Find the line containing "Annotation task: tag one point per instance of the sidewalk" in the material below; copy that line and all following lines exactly.

--- begin Dataset ---

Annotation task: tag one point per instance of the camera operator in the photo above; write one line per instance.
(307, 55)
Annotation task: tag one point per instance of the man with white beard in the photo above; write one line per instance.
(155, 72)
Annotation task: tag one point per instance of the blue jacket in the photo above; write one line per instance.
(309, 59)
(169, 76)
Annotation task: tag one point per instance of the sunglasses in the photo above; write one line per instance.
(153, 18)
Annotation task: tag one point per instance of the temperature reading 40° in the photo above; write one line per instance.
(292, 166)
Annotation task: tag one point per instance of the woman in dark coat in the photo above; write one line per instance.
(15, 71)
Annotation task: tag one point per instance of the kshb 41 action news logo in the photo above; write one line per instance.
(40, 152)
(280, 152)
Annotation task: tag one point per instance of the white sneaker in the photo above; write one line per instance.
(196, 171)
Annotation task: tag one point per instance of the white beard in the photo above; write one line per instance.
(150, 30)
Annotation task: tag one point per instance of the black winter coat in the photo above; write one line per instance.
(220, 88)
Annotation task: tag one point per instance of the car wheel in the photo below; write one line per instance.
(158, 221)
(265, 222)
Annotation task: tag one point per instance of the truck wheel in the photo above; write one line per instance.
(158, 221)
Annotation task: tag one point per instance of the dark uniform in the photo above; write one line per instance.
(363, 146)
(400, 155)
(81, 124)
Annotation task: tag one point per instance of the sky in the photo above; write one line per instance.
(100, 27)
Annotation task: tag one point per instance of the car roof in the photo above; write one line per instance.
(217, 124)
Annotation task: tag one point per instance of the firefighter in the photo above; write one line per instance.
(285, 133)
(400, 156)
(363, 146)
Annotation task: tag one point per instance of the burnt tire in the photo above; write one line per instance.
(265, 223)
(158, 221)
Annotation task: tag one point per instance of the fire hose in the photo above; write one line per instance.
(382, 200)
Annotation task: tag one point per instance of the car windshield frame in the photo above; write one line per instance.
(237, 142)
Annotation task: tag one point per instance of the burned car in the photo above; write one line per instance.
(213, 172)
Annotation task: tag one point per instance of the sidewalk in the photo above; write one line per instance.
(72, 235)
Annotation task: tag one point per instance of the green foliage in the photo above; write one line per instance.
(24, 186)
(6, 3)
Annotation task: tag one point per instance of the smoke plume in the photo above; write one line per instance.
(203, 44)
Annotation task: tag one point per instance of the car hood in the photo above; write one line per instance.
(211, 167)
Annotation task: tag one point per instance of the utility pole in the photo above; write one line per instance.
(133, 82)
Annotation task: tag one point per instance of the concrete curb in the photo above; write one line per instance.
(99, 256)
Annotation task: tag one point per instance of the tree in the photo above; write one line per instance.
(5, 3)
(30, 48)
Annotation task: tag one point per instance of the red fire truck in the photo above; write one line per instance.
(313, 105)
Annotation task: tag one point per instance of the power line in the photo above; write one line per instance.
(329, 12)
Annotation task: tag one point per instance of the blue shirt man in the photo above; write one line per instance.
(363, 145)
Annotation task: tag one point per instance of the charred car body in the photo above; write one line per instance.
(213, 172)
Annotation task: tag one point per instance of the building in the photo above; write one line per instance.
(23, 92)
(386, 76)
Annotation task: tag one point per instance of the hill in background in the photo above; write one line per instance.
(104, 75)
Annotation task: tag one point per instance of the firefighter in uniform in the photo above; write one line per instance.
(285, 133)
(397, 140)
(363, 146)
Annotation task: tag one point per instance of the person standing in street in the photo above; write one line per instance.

--- end Dataset ---

Answer below:
Annotation task: tag one point per instance of the sidewalk in the photo above; write one line per instance.
(72, 235)
Annotation task: tag one point per instance of the green foliage in the photo above; write one line per instance.
(24, 186)
(6, 3)
Annotation task: tag one point per instance of the smoke plume in the photo above; write one line per instance.
(203, 44)
Annotation task: tag one point per instance of the car hood in the photo above; write one line per instance.
(211, 167)
Annotation task: tag one point per instance of the utility pole in the photo above; write one line per instance.
(133, 82)
Annotation task: tag one point per instance of the concrete curb in the photo above; write one line per instance.
(99, 256)
Annotation task: tag one point per instance of the tree in the photo above; write one line per instance.
(5, 3)
(30, 48)
Annotation task: tag one point per instance of the red fire truck in the photo above; write one line per instance.
(313, 105)
Annotation task: tag one point per instance of the power line in the photo above; write one line per instance.
(329, 12)
Annotation task: tag one point per instance of the blue shirt man in the photo above; write one line per instance.
(363, 145)
Annotation task: tag one point per instance of the charred car body in the photo above; write one line per instance.
(213, 172)
Annotation task: tag one point per instance of the building in the photo above; write one line per instance.
(23, 92)
(386, 76)
Annotation task: tag one point per instance of the hill in background in the photo above; write one line per instance.
(104, 75)
Annotation task: tag one point per instance of the firefighter in uniform in the photo above; write one line per instance.
(285, 133)
(397, 140)
(363, 146)
Annotation task: tag one point per instance of the person standing in street in the photo above; write one line per instance.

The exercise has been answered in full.